A Maltese nurse who works at Mater Dei hospital will be the first person in Malta to receive the COVID-19 vaccine on Sunday, a day after the first 10,000 doses arrive on the island.

Chris Fearne announced details of the rollout during a news conference, just minutes after the European Medicines Agency approved the Pfizer-BioNTech vaccine, paving the way for inoculations to start across the EU.  

After the first batch arrives on Saturday, a further stock will arrive on December 28, before Malta eventually receives 500,000 doses, he said. Another 100,000 of a vaccine developed by Morderna will arrive in January.

At 9am on Sunday, the nurse who works at Mater Dei's infectious diseases unit will be the first person to receive the vaccine. Staff at the intensive care units, emergency and COVID-19 wards will also receive it before it is rolled out across healthcare workers in the rest of the hospital.

◆ ◆ ◆ ◆ ◆ ◆ ◆

_ACTIVITY 1:_
Decide whether each statement agrees with the article on Malta's COVID-19 vaccine rollout. Answer yes or no, and quote the words that decide it.
(a) The first person to be vaccinated works at Mater Dei's infectious diseases unit.
(b) The first batch of doses arrives on Sunday.
(c) Malta will eventually receive 500,000 doses.
_ACTIVITY 2:_
Using the article on Malta's COVID-19 vaccine rollout, answer each question:
(a) At what time on Sunday will the first person receive the vaccine?
(b) On what date will a further stock of doses arrive?
(c) Who announced details of the rollout at a news conference?
_ACTIVITY 3:_ Extend the article on Malta's COVID-19 vaccine rollout, picking up right after its final sentence.
The entries that follow were taken from a different source.

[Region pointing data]
◆ ◆ ◆ ◆ ◆ ◆ ◆

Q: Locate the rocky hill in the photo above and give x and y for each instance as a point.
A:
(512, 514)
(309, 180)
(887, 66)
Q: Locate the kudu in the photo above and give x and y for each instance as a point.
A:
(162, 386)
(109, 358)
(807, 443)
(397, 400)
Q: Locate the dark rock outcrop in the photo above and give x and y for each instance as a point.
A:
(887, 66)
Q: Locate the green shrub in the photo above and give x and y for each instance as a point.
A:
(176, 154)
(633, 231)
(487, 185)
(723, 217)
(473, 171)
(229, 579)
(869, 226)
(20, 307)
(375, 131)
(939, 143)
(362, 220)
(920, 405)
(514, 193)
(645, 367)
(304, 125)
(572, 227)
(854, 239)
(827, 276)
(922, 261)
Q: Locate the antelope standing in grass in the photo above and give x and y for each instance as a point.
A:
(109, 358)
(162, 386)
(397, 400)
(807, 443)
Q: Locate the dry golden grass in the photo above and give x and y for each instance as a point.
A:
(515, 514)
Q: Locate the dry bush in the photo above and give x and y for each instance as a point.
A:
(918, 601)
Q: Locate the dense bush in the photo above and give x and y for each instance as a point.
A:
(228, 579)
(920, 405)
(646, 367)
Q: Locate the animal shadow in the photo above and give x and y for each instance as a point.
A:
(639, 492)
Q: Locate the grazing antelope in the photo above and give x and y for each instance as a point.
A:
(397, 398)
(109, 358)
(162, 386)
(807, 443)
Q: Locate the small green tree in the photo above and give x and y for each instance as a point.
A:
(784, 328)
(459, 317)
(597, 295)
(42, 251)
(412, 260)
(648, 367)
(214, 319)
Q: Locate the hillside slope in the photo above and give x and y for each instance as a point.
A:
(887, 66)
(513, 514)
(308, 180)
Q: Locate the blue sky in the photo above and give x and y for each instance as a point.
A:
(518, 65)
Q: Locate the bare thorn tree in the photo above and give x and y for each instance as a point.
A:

◆ ◆ ◆ ◆ ◆ ◆ ◆

_ANSWER 1:_
(a) Yes: "the nurse who works at Mater Dei's infectious diseases unit will be the first person to receive the vaccine"
(b) No: "After the first batch arrives on Saturday"
(c) Yes: "before Malta eventually receives 500,000 doses"

_ANSWER 2:_
(a) 9am
(b) December 28
(c) Chris Fearne

_ANSWER 3:_
Watch the news conference live below

Fearne gave details on the timeline of the vaccine:

  • December 27 - Mater Dei nurse is to be become the first person in Malta to receive the vaccine before it is rolled out to the IDU, ITU emergency ward, and wards caring for COVID-19 patients;
  • December 28 - healthcare staff at primary health care and swabbing centres will begin to be immunised;
  • December 29 - staff at Gozo General hospital will be offered the vaccine;
  • December 30 - staff at Mount Carmel, St Thomas, Boffa and Good Samaritan hospitals will get the jab;
  • January 1-6 - workers and residents at the St Vincent de Paule home for the elderly will be offered the vaccine;
  • January 7 -  the first letters will go out to patients over the age of 85, with a date, place and time for them to receive the first and second vaccine. 

New batches of doses will then arrive weekly, before everyone is eventually offered the free jab.

Health authorities have launched a helpline number, 145, which will be active from Monday, for anyone who has questions about the vaccine. 

Those invited to take the jab can rearrange an alternative date, if they cannot attend for any reason. 

"We are appealing for all members of the public, once they are offered the vaccine to please go and take it," the health minister said.

Superintendent of Public Health Charmaine Gauci said side effects of the vaccine include fever, tiredness and headaches but that they do not last long.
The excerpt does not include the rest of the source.